### [YOUR OBJECTIVE]
From the line with "Might I trouble you for the coordinates of the bird's tail" up to and including the last line of the records, write every line again, requests included, with each point coordinate in the answers multiplied by 1.05 and rounded to a whole number (halves round up). Leave the pictures out.

### [Records from a dataset]
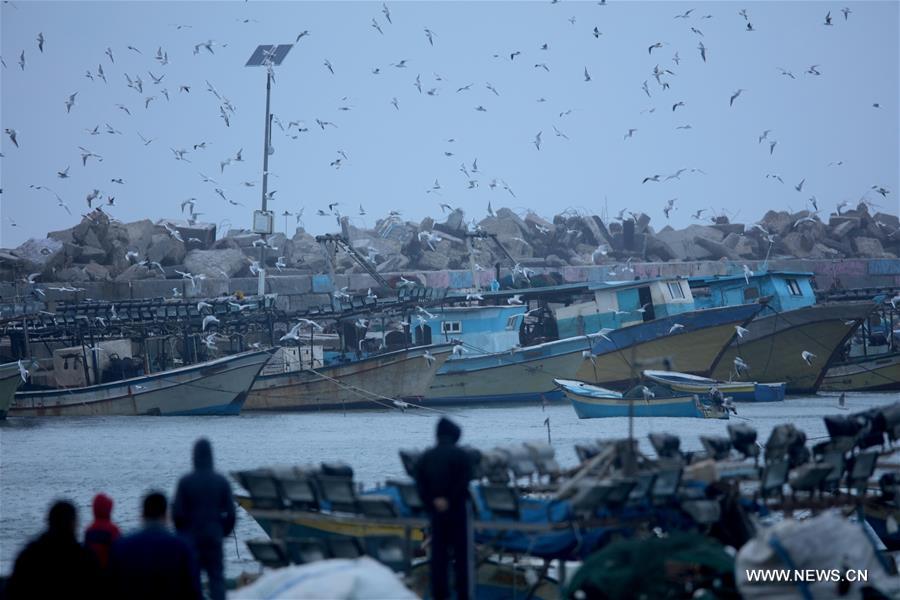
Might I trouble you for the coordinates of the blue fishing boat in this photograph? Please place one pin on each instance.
(593, 402)
(793, 339)
(10, 380)
(592, 332)
(216, 387)
(738, 391)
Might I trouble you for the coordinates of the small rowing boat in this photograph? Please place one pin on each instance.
(216, 387)
(592, 402)
(739, 391)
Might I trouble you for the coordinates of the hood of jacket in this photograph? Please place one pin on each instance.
(102, 507)
(203, 455)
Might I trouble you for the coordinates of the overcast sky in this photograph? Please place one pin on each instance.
(394, 156)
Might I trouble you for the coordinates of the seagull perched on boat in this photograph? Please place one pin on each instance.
(23, 372)
(603, 333)
(208, 320)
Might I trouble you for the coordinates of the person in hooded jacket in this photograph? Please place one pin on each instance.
(55, 565)
(100, 535)
(203, 512)
(442, 478)
(154, 563)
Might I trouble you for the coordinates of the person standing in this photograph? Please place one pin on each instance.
(100, 535)
(55, 565)
(442, 478)
(203, 511)
(154, 562)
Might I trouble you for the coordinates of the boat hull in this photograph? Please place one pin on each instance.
(9, 383)
(875, 373)
(369, 383)
(775, 342)
(217, 387)
(527, 374)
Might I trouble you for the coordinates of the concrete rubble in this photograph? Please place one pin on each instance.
(101, 249)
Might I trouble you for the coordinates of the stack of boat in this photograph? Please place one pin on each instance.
(697, 344)
(527, 506)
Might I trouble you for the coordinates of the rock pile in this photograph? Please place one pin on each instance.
(101, 249)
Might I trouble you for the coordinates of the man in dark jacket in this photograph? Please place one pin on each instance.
(154, 562)
(204, 512)
(55, 565)
(442, 477)
(100, 535)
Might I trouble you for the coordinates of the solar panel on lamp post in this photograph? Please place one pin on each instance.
(268, 56)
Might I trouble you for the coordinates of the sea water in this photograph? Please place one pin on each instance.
(44, 459)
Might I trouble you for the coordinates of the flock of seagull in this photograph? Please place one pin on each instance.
(101, 196)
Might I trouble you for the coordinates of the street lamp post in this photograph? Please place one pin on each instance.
(267, 55)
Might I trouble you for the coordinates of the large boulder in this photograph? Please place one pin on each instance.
(91, 254)
(165, 250)
(215, 264)
(95, 272)
(432, 261)
(140, 235)
(777, 222)
(796, 244)
(139, 271)
(42, 255)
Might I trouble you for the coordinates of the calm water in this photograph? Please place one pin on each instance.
(44, 459)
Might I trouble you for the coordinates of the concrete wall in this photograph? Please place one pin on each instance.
(298, 292)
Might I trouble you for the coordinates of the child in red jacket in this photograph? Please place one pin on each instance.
(101, 534)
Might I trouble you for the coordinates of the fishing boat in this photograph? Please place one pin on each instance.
(216, 387)
(10, 379)
(593, 402)
(596, 340)
(793, 339)
(738, 391)
(870, 360)
(864, 373)
(386, 379)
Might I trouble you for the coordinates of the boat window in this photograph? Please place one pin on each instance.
(675, 290)
(451, 326)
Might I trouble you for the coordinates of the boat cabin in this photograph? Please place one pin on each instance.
(620, 304)
(482, 329)
(785, 290)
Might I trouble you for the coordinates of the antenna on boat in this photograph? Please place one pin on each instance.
(765, 266)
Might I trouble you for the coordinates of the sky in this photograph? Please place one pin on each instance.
(828, 133)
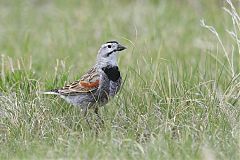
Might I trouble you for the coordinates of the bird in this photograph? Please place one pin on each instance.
(99, 84)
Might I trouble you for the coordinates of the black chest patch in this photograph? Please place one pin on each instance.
(112, 72)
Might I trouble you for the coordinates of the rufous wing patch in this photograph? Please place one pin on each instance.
(90, 84)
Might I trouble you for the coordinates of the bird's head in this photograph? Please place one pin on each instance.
(107, 54)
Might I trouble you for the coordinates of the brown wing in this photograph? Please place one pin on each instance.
(88, 83)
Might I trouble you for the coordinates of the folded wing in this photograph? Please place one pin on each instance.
(88, 83)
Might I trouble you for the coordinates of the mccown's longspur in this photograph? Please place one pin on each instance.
(99, 84)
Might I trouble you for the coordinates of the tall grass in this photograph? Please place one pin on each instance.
(180, 95)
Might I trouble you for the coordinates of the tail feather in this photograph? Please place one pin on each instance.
(53, 92)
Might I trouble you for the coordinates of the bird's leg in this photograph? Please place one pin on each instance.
(98, 115)
(85, 114)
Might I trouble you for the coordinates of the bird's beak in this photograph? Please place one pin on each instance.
(120, 47)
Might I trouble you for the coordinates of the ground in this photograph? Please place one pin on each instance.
(181, 79)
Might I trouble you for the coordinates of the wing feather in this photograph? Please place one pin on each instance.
(88, 83)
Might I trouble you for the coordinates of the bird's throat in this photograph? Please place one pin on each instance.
(112, 72)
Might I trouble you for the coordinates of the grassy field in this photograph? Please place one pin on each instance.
(181, 90)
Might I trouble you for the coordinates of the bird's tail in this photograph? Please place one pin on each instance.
(53, 92)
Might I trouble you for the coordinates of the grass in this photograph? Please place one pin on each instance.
(181, 90)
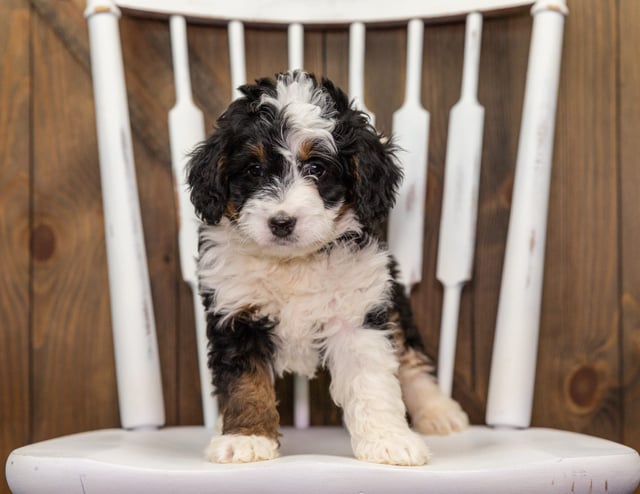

### [EXERCISE RESPONSE]
Might I trouble you for the coordinates of the bird's tail in this photograph? Please place one pin on each instance.
(56, 97)
Might I trouble you for the coordinates of the grass in this photograph? Please place one pin on each instance.
(190, 95)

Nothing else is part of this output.